#### [Selected extract]
That’s a concept that Pilar Gerasimo first heard in her late 30s. At the time, Pilar was starting to panic about how her appearance was changing with age.
But then, Cindy Joseph stepped in and changed everything about how Pilar saw herself—and her own beauty. (Perhaps you can relate?)
Now in her 50s, Pilar explains how this philosophy of “pro-age beauty and brilliance” transformed her outlook on life—and how she approaches makeup.
Read on to hear the story in Pilar’s own words...
P.S. This is part one of a two-part episode of Face-to-Face.
Once you watch this video, we suggest you check out part two.
Welcome back to Face-to-Face, and to a special two-part episode on pro-age beauty and brilliance.
I'm coming to you barefaced today, at least for the first part of this two-part episode, because I want to talk about beauty from the perspective of where beauty comes from and how we express our beauty in different ways.
Cindy Joseph was such a great teacher and such a wonderful re-framer of beauty, particularly the kind of beauty that emerges only with age, and celebrating how our beauty shows up on our face by virtue of what comes out from within, and the inspiration, the spirit, the intelligence and the integrity that comes from really figuring out who you are and designing a life that suits you.

#### [Data listing]
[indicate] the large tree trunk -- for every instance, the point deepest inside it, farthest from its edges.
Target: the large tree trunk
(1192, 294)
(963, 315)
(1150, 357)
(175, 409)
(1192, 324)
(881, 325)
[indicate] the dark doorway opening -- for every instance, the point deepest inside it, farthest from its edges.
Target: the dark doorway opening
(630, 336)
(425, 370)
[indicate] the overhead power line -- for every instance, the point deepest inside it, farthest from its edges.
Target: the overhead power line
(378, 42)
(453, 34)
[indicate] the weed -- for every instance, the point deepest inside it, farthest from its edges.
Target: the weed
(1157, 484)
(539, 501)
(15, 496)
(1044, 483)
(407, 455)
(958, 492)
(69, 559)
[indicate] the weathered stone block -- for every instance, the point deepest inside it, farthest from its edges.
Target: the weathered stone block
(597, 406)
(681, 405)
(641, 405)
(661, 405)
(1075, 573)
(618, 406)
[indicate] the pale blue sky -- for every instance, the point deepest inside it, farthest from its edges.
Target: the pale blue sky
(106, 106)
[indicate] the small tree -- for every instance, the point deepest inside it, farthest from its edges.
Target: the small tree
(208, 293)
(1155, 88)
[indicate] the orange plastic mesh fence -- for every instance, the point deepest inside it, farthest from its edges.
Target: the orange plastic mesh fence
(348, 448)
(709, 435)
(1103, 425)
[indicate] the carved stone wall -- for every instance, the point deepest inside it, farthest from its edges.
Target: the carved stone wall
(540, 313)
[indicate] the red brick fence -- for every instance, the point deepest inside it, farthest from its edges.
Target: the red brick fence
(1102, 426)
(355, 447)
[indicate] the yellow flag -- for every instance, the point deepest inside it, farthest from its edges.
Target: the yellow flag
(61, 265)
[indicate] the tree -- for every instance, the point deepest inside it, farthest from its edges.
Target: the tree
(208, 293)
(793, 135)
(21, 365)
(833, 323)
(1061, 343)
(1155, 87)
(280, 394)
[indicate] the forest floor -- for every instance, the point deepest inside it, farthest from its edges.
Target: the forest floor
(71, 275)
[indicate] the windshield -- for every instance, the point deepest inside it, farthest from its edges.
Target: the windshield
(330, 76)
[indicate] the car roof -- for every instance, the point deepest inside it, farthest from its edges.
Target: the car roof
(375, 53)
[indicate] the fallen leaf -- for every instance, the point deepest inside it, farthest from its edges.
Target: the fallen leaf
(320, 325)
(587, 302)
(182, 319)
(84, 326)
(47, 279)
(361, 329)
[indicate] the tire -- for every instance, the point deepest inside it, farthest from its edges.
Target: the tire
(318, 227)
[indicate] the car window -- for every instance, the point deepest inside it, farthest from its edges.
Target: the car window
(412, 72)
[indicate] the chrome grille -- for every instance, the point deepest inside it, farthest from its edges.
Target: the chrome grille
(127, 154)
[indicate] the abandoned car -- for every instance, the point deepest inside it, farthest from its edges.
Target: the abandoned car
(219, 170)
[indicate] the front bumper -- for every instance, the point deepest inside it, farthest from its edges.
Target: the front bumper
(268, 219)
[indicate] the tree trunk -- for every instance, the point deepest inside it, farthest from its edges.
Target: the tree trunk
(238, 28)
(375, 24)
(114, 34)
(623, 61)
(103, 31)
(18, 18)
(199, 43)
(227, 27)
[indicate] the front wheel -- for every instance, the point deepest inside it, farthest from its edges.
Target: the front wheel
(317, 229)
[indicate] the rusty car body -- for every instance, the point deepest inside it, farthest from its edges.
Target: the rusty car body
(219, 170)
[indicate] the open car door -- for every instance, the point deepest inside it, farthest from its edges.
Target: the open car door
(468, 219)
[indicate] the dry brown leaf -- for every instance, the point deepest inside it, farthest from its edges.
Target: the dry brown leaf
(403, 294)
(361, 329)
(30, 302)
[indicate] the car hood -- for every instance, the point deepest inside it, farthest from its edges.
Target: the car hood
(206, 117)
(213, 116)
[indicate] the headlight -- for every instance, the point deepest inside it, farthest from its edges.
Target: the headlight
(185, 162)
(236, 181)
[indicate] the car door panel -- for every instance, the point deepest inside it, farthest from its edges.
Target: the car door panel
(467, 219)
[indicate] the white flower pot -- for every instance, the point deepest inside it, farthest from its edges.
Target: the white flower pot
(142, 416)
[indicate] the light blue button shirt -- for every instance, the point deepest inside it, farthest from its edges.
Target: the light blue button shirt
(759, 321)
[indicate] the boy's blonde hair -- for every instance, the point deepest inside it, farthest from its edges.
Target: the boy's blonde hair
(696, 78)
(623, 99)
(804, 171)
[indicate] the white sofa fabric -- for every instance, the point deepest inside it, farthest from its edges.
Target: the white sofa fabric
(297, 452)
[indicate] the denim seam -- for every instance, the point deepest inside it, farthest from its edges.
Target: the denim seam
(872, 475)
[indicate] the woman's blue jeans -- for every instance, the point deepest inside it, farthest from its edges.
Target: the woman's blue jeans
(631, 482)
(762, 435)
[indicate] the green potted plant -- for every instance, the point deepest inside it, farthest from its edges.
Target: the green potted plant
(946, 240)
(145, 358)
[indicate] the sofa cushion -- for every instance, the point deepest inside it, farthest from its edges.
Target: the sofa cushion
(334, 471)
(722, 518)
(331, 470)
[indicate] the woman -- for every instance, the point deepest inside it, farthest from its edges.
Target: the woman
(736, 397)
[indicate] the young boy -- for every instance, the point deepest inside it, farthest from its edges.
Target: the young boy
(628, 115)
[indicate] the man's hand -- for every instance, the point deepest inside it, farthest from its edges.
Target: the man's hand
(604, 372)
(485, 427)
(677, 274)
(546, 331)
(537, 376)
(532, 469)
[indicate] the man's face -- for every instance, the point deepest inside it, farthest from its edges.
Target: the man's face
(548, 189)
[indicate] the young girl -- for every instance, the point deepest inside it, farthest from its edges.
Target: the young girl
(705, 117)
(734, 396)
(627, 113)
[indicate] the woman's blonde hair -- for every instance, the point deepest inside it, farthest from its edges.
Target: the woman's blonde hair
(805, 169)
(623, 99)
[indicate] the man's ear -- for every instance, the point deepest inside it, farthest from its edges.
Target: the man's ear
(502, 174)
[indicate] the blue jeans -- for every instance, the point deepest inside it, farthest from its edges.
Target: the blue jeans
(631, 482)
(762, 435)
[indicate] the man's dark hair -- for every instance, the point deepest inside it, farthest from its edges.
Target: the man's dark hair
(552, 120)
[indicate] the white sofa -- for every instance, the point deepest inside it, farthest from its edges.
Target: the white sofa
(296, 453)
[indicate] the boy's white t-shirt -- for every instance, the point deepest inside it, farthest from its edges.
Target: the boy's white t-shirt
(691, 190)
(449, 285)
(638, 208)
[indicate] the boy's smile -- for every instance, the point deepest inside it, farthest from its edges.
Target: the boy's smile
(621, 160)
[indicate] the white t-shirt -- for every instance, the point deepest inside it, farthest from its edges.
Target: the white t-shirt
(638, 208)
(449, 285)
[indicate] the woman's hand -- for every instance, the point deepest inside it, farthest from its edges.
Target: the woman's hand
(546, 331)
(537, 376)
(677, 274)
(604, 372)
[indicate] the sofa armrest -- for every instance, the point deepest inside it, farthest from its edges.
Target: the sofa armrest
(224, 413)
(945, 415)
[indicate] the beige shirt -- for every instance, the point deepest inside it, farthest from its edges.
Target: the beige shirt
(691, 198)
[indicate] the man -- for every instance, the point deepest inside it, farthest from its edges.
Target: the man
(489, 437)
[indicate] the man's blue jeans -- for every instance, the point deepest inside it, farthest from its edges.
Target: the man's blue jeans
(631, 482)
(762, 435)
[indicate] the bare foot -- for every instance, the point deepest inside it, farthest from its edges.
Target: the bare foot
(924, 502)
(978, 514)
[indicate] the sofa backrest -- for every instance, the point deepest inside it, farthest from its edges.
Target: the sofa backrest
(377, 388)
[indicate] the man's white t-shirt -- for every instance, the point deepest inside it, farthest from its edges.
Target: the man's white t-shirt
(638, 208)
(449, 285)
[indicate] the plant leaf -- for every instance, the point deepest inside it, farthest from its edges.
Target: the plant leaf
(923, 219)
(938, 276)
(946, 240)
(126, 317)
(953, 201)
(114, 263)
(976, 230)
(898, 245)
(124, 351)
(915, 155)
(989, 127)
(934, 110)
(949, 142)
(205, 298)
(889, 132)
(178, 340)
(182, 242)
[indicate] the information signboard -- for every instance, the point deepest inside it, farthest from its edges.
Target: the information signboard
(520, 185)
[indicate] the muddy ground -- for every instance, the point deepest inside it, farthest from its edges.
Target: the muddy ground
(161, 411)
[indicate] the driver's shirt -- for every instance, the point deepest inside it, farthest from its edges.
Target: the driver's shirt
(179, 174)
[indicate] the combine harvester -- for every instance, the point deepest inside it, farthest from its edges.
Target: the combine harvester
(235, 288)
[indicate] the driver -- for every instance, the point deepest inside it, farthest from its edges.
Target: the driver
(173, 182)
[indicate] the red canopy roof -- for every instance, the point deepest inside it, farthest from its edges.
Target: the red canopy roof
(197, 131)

#### [Directive]
In the pro-age beauty passage, write out everything from "I'm coming to" down to "in different ways.", swapping "barefaced" for "makeup-free".

#### [Answer in full]
I'm coming to you makeup-free today, at least for the first part of this two-part episode, because I want to talk about beauty from the perspective of where beauty comes from and how we express our beauty in different ways.